__Excerpt to read__.
--------------------------------------------------

Packaging and labels
Product packaging and labels live in market for months or years. A dynamic code lets one printed label move from a launch page to setup instructions to a warranty or reorder page over the product's life — same artwork, new destination each time. With bulk generation you give every SKU its own code from a single spreadsheet.
Out-of-home and posters
Billboards, transit posters and window graphics get a high-contrast code sized for scan distance. Track scans by city to see which placement performed, and repoint the whole flight to a new landing page without a reprint cycle — the attribution OOH has historically lacked, finally as a number you can defend.
Direct mail
Postcards and mailers bridge offline to online with a scannable code that drops the recipient straight onto a tracked landing page. Measure response rate by scan volume and tag the destination with a mailer-specific UTM so the response shows up in your web analytics next to every other channel.
Email and digital handoff
Put a QR in an email footer or signature so a desktop reader can pick up on their phone, and build campaign UTMs into the destination with the free UTM builder so every scan flows into your existing analytics stack with full source, medium and campaign attribution.
Events and trade shows
Booth backdrops, badges, signage and handouts each get their own code, so you can read foot traffic by surface. Repoint a single event code from the pre-show teaser to the live agenda to the post-show follow-up across the event lifecycle — one printed asset, three jobs.
Retail and in-store
Shelf talkers, endcaps and window decals point shoppers at product detail, reviews, or a promo page while they're standing in the aisle with intent. Per-store codes let you compare scan volume across locations and find your strongest retail footprint instead of guessing.
Real estate and field marketing
Yard signs, brochures and open-house flyers carry a code that opens a listing, a virtual tour, or a contact page on the spot. Repoint the same sign from "for sale" to "sold" to the next listing, and read scan timing to see when a property is drawing the most interest.
Design QR codes so campaigns actually get scanned
A QR code that doesn't scan is wasted budget, and most scan failures trace back to three avoidable design mistakes: the code is too small for the distance, the contrast is too weak, or the margin around it is missing. Here is what to get right before a single asset goes to print.

--------------------------------------------------

__Data provided__.
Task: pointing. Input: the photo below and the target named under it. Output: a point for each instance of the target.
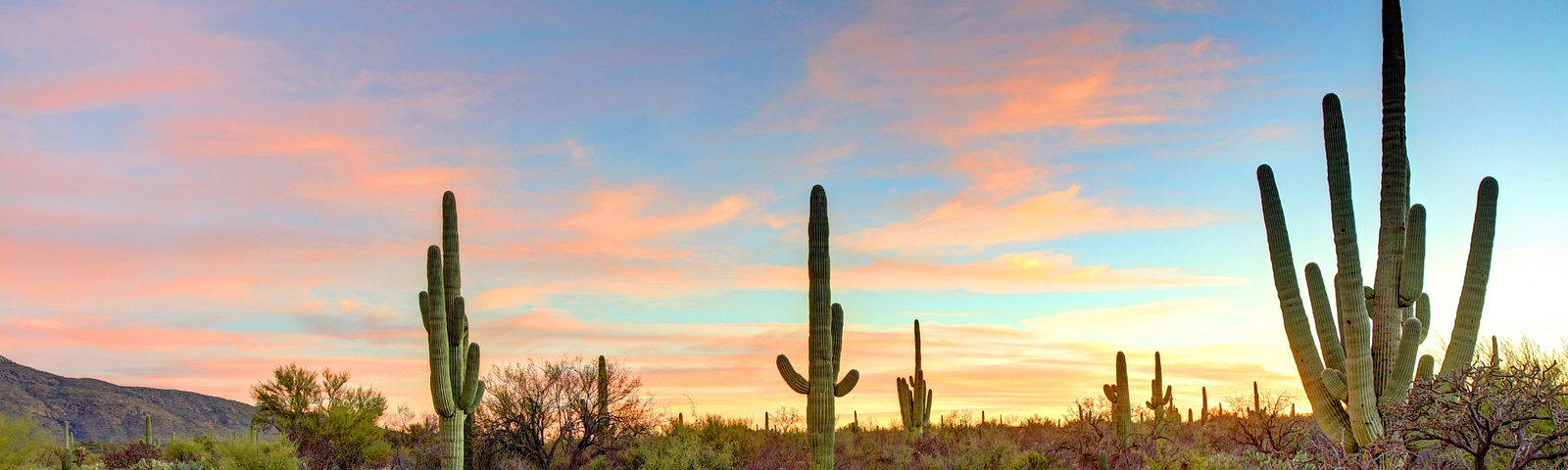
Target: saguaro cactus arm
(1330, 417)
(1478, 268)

--------------------------------------------------

__Given problem__. Reproduce word for word the passage of the QR code marketing text that opens with the words containing "Direct mail" and closes with "and campaign attribution.".

__Exercise solution__.
Direct mail
Postcards and mailers bridge offline to online with a scannable code that drops the recipient straight onto a tracked landing page. Measure response rate by scan volume and tag the destination with a mailer-specific UTM so the response shows up in your web analytics next to every other channel.
Email and digital handoff
Put a QR in an email footer or signature so a desktop reader can pick up on their phone, and build campaign UTMs into the destination with the free UTM builder so every scan flows into your existing analytics stack with full source, medium and campaign attribution.